Supplied passage:
Domenico Pignatelli di Belmonte (19 November 1730 – 5 February 1803) was an Italian Cardinal of the Roman Catholic Church.

Biography
Prince Don Domenico Pignatelli di Belmonte was born on 19 November 1730 in Naples, Italy, the son of Princess Donna Anna Francesca, Princess of Belmonte in her own right and 1st Princess of the Holy Roman Empire (since 1726) by marriage.  She was daughter and heiress of the 5th Prince, and as such was a Grandee of Spain 1st Class, 5th Duchess of Acerenza, 8th Marchioness of Galatone, 5th Countess of Copertino, 7th Baroness of Badolato, Signore di Veglie, Leverano, San Cosimo etc.  Prince Don Domenico Pignatelli di Belmonte's father was Prince Don (Giuseppe) Antonio Pignatelli y Aymerich, who was also 2nd Marquess of San Vicente and 3rd Marquess of Argençola, and General of the Imperial Cavalry.  He was General Commander of the Austrian Army at the Battle of Bitonto in 1734, during the War of Polish Succession, and was created a Knight of the Golden Fleece (Ritter des Orden vom Goldenen Vlies) in 1735, a Knight of the Order of Santiago (Orden de Santiago) and a Knight of the Illustrious Royal Order of St. Januarius (L'Insigne Reale Ordine di San Gennaro) (both in 1765).

Domenico Pignatelli di Belmonte's aunt on his father's side, Doña Marianna, Countess of Althann, was lady in waiting to the Empress Elizabeth, consort of Emperor Charles VI and the mother of Empress Maria Theresa of Austria.

Domenico Pignatelli di Belmonte was ordained priest as a member of the Congregation of Clerks Regular of the Divine Providence (The Theatines), as Father Domenico Pignatelli on 22 September 1753.  He was appointed Lector of Sacred Canons in the House of Studies of SS. Apostoli, Naples, on 12 December 1755.  Thereafter he was appointed, variously, Secretary to the Superior General, Superior of SS. Apostoli, Procurator General, and Co-Adjustor to Father Antonio Francesco Vezzosi, the Superior General of the Theatine Order, on 31 May 1774.  He was himself appointed Superior General on 22 April 1777.  He was appointed as Examiner of those appointed to Ecclesiastical Chairs.

Work to do:
(a) From the cardinal's biography, set down the passage that begins at the words "Domenico Pignatelli di Belmonte's aunt" and stops after "Theresa of Austria.".
(b) Using the cardinal's biography, decide whether each statement agrees with it, answering yes or no and quoting the deciding words: (i) He was born in Naples. (ii) His father commanded the Austrian Army at the Battle of Bitonto in 1735. (iii) He became Superior General of the Theatine Order in 1774.

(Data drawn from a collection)
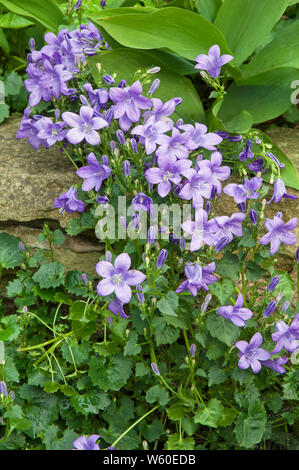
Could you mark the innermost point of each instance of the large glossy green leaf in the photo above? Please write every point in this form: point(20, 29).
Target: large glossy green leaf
point(208, 8)
point(283, 50)
point(46, 13)
point(247, 23)
point(126, 62)
point(13, 21)
point(3, 42)
point(181, 31)
point(265, 96)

Responses in order:
(a)
Domenico Pignatelli di Belmonte's aunt on his father's side, Doña Marianna, Countess of Althann, was lady in waiting to the Empress Elizabeth, consort of Emperor Charles VI and the mother of Empress Maria Theresa of Austria.

(b)
(i) Yes: "was born on 19 November 1730 in Naples, Italy"
(ii) No: "General Commander of the Austrian Army at the Battle of Bitonto in 1734"
(iii) No: "He was himself appointed Superior General on 22 April 1777."